Saved entries »

★ ★ ★ ★ ★

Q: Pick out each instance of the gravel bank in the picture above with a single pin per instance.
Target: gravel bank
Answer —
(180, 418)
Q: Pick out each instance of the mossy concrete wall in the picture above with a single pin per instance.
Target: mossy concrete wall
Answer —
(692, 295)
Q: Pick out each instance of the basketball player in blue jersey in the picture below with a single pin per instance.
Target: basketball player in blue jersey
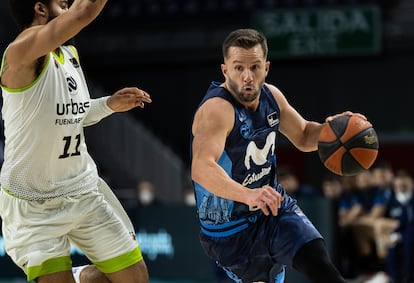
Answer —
(51, 195)
(248, 224)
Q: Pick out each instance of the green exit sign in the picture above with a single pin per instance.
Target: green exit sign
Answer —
(333, 31)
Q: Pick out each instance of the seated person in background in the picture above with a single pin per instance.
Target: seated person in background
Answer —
(382, 175)
(332, 187)
(400, 240)
(290, 182)
(371, 204)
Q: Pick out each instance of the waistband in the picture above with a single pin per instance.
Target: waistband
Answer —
(228, 229)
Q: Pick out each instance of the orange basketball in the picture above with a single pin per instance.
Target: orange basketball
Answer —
(348, 145)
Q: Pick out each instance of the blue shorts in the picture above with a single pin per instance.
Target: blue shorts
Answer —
(260, 252)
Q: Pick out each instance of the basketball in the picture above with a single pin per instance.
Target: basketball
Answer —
(348, 145)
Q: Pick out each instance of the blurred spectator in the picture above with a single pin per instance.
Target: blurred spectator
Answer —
(369, 205)
(146, 193)
(290, 182)
(400, 256)
(332, 187)
(382, 175)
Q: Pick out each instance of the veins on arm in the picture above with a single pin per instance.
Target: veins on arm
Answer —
(6, 66)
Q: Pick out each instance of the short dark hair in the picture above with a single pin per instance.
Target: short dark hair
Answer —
(23, 11)
(245, 38)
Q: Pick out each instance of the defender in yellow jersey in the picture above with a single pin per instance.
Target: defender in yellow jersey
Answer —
(51, 194)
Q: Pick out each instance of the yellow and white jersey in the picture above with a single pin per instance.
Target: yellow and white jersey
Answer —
(45, 151)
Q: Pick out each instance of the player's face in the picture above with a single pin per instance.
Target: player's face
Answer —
(245, 71)
(56, 8)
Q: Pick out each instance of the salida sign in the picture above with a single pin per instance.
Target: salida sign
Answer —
(321, 31)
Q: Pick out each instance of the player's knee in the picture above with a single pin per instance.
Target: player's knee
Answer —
(91, 274)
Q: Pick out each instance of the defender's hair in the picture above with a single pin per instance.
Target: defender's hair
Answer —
(245, 38)
(23, 11)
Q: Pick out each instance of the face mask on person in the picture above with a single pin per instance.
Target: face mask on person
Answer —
(146, 197)
(404, 197)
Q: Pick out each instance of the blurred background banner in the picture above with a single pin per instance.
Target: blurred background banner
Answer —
(333, 31)
(168, 236)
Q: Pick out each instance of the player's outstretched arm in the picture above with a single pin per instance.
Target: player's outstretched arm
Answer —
(128, 98)
(46, 35)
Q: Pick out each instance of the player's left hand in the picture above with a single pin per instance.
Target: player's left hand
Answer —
(128, 98)
(346, 113)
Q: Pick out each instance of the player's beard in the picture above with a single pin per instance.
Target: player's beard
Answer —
(241, 94)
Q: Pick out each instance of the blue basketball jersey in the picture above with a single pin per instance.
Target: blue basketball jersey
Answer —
(248, 158)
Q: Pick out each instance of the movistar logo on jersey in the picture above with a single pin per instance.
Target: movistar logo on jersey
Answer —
(73, 108)
(259, 157)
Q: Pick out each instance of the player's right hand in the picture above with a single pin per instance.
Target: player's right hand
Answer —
(266, 199)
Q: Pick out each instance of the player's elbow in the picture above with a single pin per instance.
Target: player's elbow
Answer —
(196, 171)
(88, 11)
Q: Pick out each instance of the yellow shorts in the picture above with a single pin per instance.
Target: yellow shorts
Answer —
(38, 234)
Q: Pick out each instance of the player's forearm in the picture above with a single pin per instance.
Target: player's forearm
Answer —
(88, 10)
(99, 109)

★ ★ ★ ★ ★

What I need is every record written out exactly, minus the pictures.

Q: Pick out each instance of the gravel bank in the picture above with a single pin per instance.
Target: gravel bank
Answer —
(180, 418)
Q: Pick out each instance of the mossy concrete wall in the picture above with a single pin per instance.
Target: mossy concrete wall
Answer —
(692, 295)
Q: Pick out each instance of the basketball player in blue jersey in the picture below with a single pin per instance.
Target: basketball player in blue jersey
Answer —
(51, 195)
(248, 224)
Q: Pick out each instance of the green exit sign in the picture above with a single pin per instance.
Target: green exit sign
Answer —
(333, 31)
Q: Pick out each instance of the seated person in background in the picture above with a single pin per instance.
Target: seated person in background
Answer —
(382, 175)
(332, 187)
(400, 240)
(290, 182)
(371, 204)
Q: Pick out each instance of the waistband in the picture above with a single pin per instance.
Target: waistband
Answer —
(228, 229)
Q: Pick out each instance of the orange basketball in the picture above with a single pin per instance.
Target: orange basketball
Answer —
(348, 145)
Q: Pick out each instance of the blue shorts in the picture above with a single pin per instance.
Target: blue shorts
Answer —
(260, 252)
Q: Pick out each instance of the basketball in the picture above with a single pin per instance.
Target: basketball
Answer —
(348, 145)
Q: Pick out each instance of the blurred spectator in the picture above with a single pin per instance.
Target: blurred spectator
Answer —
(369, 205)
(146, 193)
(290, 182)
(400, 256)
(332, 187)
(382, 175)
Q: Pick out each instance of the veins on arm in the picture above with a single pin per instance.
Target: veins on arm
Answer —
(6, 66)
Q: Pick out each instance of the short dark hair in the picture above with a single pin per instance.
Target: short dark hair
Answer —
(23, 11)
(245, 38)
Q: Pick out each instance of the defender in yellow jersey in the picture above with a single pin per instance.
Target: defender in yellow jersey
Answer —
(51, 194)
Q: Pick out each instance of the yellow and white jersey in the picture above with a single pin per instance.
Target: yellow and white jersey
Answer —
(45, 151)
Q: Pick out each instance of the player's face in the picture above with a single pin per instance.
Target: player's face
Answer —
(245, 71)
(56, 8)
Q: Pick out each instance of the salida sign in the picture above with a single pin per instance.
Target: salida sign
Answer —
(321, 31)
Q: Pick out each instance of the player's knee in the picture above with a single pin per instance.
Target: player's knee
Answer —
(91, 274)
Q: Pick out each instance of the defender's hair in the picture above with a single pin per instance.
Target: defender's hair
Answer —
(245, 38)
(23, 11)
Q: Pick out each instance of the face mask on person in the picture above with a single pin per instance.
Target: face mask on person
Answer —
(146, 197)
(404, 197)
Q: Pick out each instance of the blurred background banner in the picture above with a single pin per instance.
Target: blurred background banner
Answer —
(333, 31)
(168, 236)
Q: Pick out each instance of the player's outstretched arm in the picture above with a single pin per instance.
Target: player's outstretched arm
Answer —
(128, 98)
(46, 35)
Q: Pick out each instance of the player's left hand in the picture above with a single pin per instance.
Target: player's left hand
Answer —
(128, 98)
(346, 113)
Q: Pick out each instance of the player's beard in the picture above with a single pin per instance.
Target: player's beard
Answer —
(241, 94)
Q: Pick out each instance of the blue basketball jersey in the picture above with a single pin per instance.
Target: blue basketball jersey
Answer —
(248, 158)
Q: Pick out each instance of the movistar logo on jersey in the picture above with a single pin per instance.
Target: movistar logo on jersey
Answer —
(73, 108)
(259, 157)
Q: Pick out each instance of the player's right hand in the picture above with a single pin per instance.
Target: player's right hand
Answer —
(266, 199)
Q: Pick out each instance of the player's elbow in the picture above with a single pin per instance.
Target: player's elbow
Answer —
(196, 171)
(88, 11)
Q: Pick out each instance of the yellow shorts in the picture above with a single pin per instance.
Target: yellow shorts
Answer —
(38, 234)
Q: Pick out each instance of the player's forearm in the picture above with a single pin per instance.
Target: player's forearm
Answer —
(88, 10)
(99, 109)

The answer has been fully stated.